Problem statement:
Copy the passage from the extract on internet child protection, starting with "Colin McKerracher, Chief" and going on through "committing an offence.", word for word.

The variation in what is covered by the term is problematic, she said. "This can happen in the context of a coercive relationship or a romantic relationship with another young person, or it can be part of grooming someone for abuse. The boundaries around what is exploratory behaviour and what is problematic are very blurry and in some cases it is better not to turn this into a criminal justice scenario."
Colin McKerracher, Chief Constable of Grampian Police, said the figures from his force – an average of 10 cases a year – had resulted in a range of outcomes. "In some cases we would just warn people of the dangers, in a more concerning case we would refer a child to the children's reporter. If there is a wider background of risk there might be a situation where a case is reported to the procurator fiscal. Even then that might just result in a procurator fiscal warning."
Looking at what offence has been committed can also throw up surprising results, he added. "Just now, under the communications act, if you have sent a naked photograph of yourself to your boyfriend it is you that has committed the initial offence. If he then sends it on, he is committing an offence.
"If your parents find it and send it to the boy's parents, saying 'look what he's done' then in pure terms they are offending too."
Mr McKerracher is also a member of the steering group of With Scotland, the body holding today's conference in Stirling. The need for a clearer look at this and other internet child protection issues is evident by the demand for the event from professions, he said it is oversubscribed and a further event is to be held later in the year.
"Professionals are coming across more and more situations where young people are at risk or have been harmed by experiences with the net.
"This is an issue that can harm young people and all the professionals, including social work education police and health are becoming increasingly aware of it."

Dataset records:
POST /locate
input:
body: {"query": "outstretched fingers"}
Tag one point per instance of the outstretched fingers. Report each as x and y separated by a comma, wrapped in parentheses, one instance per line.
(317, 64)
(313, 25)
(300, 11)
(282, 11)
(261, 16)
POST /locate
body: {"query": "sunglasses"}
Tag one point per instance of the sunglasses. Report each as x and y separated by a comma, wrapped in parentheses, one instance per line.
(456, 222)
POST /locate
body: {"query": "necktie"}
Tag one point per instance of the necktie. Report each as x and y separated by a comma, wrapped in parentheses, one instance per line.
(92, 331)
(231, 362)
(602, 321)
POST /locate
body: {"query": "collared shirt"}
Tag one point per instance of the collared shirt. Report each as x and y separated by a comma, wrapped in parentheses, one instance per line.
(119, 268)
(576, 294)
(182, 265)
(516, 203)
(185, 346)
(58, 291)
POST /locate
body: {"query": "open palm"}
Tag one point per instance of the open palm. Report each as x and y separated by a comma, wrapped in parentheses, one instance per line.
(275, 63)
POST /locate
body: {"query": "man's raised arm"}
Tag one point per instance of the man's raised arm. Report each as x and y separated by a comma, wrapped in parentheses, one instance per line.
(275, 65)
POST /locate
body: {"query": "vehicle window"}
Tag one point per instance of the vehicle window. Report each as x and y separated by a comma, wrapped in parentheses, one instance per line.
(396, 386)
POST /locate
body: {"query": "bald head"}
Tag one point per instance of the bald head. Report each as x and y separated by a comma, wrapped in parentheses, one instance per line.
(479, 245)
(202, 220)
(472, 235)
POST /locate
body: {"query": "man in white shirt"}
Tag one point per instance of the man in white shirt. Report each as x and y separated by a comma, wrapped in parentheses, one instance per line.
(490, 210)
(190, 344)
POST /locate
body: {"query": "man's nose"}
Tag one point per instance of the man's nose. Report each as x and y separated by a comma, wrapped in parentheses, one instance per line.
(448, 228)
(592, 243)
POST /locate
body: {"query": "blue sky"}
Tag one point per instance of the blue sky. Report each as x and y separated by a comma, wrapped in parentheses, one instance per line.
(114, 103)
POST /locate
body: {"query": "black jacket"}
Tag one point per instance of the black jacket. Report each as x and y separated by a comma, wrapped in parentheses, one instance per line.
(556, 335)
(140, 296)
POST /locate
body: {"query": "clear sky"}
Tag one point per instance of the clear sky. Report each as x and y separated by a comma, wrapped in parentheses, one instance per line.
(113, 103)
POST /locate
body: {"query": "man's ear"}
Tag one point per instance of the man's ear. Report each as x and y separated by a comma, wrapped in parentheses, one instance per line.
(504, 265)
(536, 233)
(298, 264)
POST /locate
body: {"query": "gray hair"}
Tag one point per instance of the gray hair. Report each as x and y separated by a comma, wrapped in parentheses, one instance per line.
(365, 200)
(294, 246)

Final result:
Colin McKerracher, Chief Constable of Grampian Police, said the figures from his force – an average of 10 cases a year – had resulted in a range of outcomes. "In some cases we would just warn people of the dangers, in a more concerning case we would refer a child to the children's reporter. If there is a wider background of risk there might be a situation where a case is reported to the procurator fiscal. Even then that might just result in a procurator fiscal warning."
Looking at what offence has been committed can also throw up surprising results, he added. "Just now, under the communications act, if you have sent a naked photograph of yourself to your boyfriend it is you that has committed the initial offence. If he then sends it on, he is committing an offence.